**What you will do**
Collect every line of the data below that contains the word "keel", copying each line in full.

[START Data for this exercise]

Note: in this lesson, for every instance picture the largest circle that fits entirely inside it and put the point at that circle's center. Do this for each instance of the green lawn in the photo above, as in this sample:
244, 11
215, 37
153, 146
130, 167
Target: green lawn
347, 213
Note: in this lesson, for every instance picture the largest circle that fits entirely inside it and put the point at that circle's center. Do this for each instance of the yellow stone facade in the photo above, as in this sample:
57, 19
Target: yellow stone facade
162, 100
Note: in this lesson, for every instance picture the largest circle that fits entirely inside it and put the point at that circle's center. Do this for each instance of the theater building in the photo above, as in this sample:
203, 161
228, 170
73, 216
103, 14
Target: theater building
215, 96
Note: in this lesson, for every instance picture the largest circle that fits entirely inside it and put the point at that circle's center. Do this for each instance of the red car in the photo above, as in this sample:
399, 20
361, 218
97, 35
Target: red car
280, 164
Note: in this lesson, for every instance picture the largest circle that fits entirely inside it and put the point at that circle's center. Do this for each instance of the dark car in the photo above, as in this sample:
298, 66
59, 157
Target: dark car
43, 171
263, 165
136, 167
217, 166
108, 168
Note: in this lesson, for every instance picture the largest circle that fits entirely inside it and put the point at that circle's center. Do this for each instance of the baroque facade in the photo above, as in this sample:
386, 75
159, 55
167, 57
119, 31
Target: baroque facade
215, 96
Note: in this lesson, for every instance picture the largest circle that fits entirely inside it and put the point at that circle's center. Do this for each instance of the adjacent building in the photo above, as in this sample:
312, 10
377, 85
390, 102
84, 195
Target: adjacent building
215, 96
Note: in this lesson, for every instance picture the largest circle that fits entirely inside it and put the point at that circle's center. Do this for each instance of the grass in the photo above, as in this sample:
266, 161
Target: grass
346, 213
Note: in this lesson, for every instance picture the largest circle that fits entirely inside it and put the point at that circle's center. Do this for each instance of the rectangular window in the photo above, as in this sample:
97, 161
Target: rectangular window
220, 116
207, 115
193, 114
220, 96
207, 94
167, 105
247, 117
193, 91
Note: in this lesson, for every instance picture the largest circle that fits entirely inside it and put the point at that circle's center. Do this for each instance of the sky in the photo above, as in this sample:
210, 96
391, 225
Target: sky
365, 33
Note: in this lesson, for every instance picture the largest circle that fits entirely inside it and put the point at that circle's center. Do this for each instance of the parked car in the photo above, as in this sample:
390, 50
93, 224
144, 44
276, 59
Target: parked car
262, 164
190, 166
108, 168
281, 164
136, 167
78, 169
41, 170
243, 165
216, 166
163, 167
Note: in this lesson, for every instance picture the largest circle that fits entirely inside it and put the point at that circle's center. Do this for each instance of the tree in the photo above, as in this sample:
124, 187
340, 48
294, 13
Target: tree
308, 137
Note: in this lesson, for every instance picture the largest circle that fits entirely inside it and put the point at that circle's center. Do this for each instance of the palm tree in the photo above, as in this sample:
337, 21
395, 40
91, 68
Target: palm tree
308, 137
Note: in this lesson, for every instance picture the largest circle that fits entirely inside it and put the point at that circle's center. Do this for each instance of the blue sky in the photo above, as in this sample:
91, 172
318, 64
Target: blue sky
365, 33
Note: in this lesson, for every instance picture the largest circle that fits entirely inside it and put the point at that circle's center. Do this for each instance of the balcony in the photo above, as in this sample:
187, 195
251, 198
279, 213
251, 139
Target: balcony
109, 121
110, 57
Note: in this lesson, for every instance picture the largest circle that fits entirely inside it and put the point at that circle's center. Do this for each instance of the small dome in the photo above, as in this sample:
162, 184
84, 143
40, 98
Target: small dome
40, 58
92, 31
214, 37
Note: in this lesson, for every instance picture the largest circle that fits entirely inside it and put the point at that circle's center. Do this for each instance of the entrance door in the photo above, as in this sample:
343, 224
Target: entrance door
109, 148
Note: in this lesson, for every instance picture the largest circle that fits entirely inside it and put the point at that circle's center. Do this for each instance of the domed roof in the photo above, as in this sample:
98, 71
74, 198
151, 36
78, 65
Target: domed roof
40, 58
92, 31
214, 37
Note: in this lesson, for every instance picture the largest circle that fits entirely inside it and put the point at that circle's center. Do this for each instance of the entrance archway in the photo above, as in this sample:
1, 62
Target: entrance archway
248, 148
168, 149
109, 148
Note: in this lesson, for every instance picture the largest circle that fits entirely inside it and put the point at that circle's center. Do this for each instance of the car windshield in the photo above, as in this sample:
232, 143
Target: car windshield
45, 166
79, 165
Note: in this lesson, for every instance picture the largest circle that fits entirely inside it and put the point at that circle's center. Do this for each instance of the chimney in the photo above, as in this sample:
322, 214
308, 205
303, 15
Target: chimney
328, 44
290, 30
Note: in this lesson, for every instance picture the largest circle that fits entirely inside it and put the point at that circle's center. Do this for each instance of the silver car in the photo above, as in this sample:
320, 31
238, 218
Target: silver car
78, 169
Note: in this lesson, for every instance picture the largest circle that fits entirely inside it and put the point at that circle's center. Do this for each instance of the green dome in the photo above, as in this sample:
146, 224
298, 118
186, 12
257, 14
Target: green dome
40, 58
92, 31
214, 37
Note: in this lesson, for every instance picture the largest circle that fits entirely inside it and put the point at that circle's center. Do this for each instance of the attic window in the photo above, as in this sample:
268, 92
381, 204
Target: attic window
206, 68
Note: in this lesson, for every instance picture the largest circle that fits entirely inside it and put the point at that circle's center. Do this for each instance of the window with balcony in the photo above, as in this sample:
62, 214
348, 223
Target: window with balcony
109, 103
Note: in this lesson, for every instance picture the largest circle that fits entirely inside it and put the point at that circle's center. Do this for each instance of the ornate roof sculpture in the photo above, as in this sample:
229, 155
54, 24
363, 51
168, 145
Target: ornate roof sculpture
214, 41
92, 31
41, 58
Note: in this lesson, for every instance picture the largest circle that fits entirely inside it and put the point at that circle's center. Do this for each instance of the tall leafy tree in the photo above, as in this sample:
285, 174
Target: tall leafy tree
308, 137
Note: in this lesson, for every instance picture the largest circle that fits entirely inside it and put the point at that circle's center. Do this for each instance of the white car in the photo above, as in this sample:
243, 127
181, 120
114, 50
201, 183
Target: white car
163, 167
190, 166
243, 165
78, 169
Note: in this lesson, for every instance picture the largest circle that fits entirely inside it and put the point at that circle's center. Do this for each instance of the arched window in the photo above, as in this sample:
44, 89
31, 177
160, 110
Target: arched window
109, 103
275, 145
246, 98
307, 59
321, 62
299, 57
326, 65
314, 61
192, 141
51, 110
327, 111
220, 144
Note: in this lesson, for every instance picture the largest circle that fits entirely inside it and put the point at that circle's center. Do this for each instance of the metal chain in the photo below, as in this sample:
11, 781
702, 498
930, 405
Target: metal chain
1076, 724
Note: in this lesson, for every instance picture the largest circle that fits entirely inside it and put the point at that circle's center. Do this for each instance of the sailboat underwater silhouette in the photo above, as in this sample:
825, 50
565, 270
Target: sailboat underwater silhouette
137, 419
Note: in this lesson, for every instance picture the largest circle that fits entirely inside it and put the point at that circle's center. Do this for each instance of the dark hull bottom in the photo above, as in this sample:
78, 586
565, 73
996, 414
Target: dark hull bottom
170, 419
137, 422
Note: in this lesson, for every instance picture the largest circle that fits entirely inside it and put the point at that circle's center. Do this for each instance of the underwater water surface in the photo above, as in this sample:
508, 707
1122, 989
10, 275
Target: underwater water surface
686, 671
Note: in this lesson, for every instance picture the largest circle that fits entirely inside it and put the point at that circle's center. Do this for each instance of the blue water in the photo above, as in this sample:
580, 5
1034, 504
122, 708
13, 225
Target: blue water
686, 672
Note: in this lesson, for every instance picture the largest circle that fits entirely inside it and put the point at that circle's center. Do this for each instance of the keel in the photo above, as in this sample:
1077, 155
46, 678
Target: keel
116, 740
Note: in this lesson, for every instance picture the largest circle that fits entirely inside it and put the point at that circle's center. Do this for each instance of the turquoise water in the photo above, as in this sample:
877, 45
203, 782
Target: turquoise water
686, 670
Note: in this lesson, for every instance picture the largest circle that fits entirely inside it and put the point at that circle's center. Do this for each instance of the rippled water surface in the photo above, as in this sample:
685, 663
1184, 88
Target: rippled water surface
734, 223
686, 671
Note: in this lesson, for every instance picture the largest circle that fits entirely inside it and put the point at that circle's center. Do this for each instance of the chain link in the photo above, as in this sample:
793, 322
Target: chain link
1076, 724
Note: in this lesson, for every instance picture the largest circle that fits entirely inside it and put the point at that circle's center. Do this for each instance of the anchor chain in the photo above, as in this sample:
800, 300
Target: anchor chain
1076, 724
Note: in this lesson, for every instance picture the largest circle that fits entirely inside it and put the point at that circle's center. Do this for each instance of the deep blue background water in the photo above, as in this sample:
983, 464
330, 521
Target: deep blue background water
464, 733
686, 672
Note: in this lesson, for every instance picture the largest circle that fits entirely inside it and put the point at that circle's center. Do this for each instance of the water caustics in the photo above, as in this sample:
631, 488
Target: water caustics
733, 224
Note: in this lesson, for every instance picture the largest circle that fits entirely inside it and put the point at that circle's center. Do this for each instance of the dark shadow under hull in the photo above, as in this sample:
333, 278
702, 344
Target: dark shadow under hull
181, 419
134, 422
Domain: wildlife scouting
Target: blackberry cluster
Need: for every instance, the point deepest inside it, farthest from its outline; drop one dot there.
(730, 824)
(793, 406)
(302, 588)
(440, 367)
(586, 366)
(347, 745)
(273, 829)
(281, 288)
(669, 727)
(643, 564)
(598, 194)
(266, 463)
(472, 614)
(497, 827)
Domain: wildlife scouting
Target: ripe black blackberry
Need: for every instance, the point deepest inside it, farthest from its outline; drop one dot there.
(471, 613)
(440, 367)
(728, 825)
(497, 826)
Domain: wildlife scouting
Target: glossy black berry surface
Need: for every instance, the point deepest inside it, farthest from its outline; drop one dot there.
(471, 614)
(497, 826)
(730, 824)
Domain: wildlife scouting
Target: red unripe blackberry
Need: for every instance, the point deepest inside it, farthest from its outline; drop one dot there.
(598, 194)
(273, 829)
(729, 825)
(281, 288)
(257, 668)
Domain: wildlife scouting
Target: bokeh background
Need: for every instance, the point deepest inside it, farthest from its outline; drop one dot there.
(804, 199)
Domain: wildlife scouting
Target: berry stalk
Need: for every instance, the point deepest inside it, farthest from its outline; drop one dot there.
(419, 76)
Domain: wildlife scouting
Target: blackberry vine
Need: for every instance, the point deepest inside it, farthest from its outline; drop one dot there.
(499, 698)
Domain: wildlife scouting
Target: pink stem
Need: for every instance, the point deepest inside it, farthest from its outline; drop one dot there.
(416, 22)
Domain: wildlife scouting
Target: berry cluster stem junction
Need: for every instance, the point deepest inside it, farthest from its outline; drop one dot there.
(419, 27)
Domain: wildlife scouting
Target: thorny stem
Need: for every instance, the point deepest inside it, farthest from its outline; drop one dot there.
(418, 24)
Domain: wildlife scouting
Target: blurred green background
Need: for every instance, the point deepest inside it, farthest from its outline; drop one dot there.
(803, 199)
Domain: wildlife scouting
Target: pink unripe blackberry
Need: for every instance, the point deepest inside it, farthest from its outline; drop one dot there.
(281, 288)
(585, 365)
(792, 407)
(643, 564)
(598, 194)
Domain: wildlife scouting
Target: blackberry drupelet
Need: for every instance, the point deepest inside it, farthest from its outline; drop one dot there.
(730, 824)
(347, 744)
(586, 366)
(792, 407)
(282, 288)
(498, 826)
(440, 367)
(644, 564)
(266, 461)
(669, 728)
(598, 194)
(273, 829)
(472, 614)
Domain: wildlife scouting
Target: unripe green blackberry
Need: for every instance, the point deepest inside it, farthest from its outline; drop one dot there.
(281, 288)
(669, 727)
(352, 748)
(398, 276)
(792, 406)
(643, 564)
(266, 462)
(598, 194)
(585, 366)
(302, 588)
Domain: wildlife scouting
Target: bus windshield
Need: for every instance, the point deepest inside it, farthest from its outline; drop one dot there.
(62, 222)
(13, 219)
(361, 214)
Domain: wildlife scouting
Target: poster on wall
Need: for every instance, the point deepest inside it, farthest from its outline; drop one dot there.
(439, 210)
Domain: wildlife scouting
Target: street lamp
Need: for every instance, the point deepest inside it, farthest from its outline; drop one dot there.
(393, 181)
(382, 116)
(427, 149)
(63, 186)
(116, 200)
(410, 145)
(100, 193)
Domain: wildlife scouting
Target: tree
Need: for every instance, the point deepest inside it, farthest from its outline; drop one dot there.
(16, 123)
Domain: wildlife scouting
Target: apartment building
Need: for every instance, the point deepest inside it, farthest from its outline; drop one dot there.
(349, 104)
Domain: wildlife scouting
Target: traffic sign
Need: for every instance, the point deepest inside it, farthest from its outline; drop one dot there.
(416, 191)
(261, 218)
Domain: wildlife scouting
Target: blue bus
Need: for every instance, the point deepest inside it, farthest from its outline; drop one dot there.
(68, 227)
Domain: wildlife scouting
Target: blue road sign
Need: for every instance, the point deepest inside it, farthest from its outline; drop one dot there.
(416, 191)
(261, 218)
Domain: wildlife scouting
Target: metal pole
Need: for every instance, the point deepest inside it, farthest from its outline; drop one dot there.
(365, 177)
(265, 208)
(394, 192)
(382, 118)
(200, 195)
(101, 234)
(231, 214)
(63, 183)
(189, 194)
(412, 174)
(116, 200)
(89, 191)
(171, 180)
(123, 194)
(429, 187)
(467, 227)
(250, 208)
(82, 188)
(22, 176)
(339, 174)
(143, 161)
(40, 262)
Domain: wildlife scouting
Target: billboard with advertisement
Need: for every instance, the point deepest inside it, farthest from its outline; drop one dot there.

[END Data for this exercise]

**Response to the exercise**
Note: in this lesson, for every instance picture the largest circle that fits entirely inside it and put the point at that circle's center. Do this for each instance of the keel in the photo above, as in this sample:
Target: keel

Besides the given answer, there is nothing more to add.